Decine di combattenti ucraini, alcuni apparentemente non feriti, si sono arresi lasciando definitivamente i bunker e i tunnel sotto le acciaierie Azovstal di Mariupol. Da quasi ottanta giorni erano asserragliati nell’area industriale, oramai rasa al suolo. L’assedio più lungo della guerra in Ucraina, conclusosi con l’ordine della resa impartito dallo stesso presidente Zelensky agli uomini che Mosca indica come il simbolo della nazificazione ucraina.

SFIDA 1:
Elenca i nomi propri che compaiono nel brano sull'assedio di Mariupol, indicando ciascuno una sola volta.

DATI GREZZI:
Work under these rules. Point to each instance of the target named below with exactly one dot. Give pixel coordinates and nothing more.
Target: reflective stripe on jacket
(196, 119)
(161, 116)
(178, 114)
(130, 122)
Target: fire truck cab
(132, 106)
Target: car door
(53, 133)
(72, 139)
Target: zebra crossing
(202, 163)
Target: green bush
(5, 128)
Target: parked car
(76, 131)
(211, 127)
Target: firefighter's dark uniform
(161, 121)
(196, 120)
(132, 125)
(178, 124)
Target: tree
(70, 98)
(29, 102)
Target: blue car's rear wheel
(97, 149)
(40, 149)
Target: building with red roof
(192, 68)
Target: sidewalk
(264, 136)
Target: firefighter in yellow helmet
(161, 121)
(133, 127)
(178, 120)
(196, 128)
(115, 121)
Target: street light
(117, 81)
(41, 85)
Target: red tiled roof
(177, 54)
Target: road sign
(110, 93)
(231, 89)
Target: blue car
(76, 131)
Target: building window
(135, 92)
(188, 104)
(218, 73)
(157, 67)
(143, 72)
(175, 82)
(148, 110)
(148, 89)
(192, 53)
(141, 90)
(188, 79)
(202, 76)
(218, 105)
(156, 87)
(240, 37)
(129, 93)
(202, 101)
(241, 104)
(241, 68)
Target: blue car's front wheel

...

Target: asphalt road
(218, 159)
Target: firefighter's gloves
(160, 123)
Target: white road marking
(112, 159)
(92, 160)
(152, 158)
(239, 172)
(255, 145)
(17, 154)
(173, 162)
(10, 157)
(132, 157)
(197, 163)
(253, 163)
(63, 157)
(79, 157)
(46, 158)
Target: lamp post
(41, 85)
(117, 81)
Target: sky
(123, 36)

* * *

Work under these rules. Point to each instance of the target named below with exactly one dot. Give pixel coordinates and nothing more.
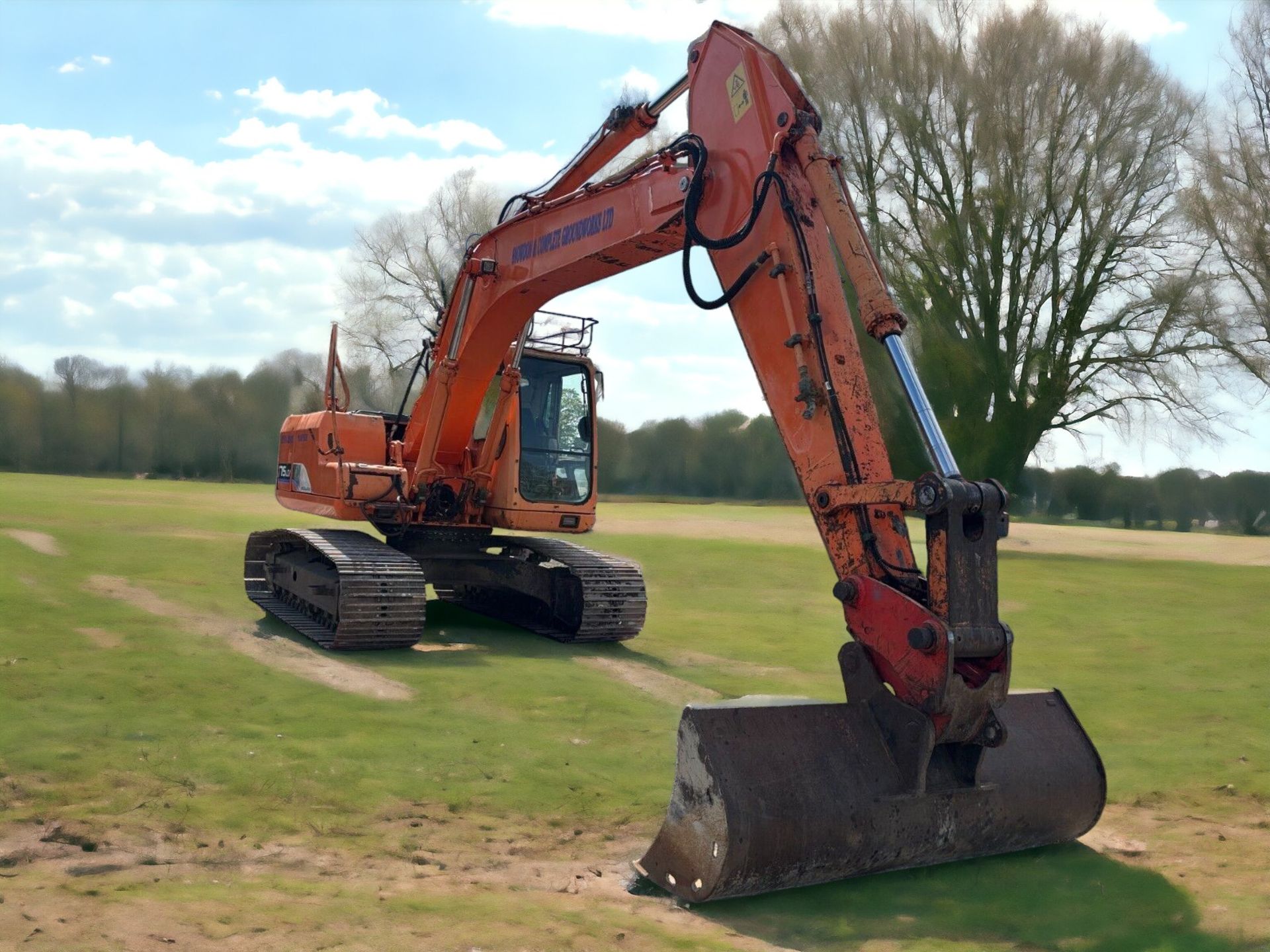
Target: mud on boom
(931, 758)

SFIDA 2:
Trascrivi le righe dell'elenco dalla riga con "Target: sidewalk" alla riga con "Target: blue car's front wheel", entrambe comprese.

SOLUZIONE 1:
Azovstal, Mariupol, Ucraina, Zelensky, Mosca

SOLUZIONE 2:
Target: sidewalk
(264, 136)
Target: firefighter in yellow helmet
(161, 121)
(133, 127)
(178, 120)
(196, 128)
(115, 121)
Target: street light
(117, 81)
(41, 85)
Target: red tiled roof
(177, 54)
Target: road sign
(110, 93)
(231, 89)
Target: blue car
(76, 131)
Target: building window
(135, 92)
(188, 104)
(218, 73)
(157, 67)
(143, 72)
(175, 82)
(148, 110)
(148, 89)
(192, 53)
(141, 90)
(188, 79)
(202, 76)
(218, 105)
(156, 87)
(240, 37)
(129, 93)
(202, 101)
(241, 104)
(241, 68)
Target: blue car's front wheel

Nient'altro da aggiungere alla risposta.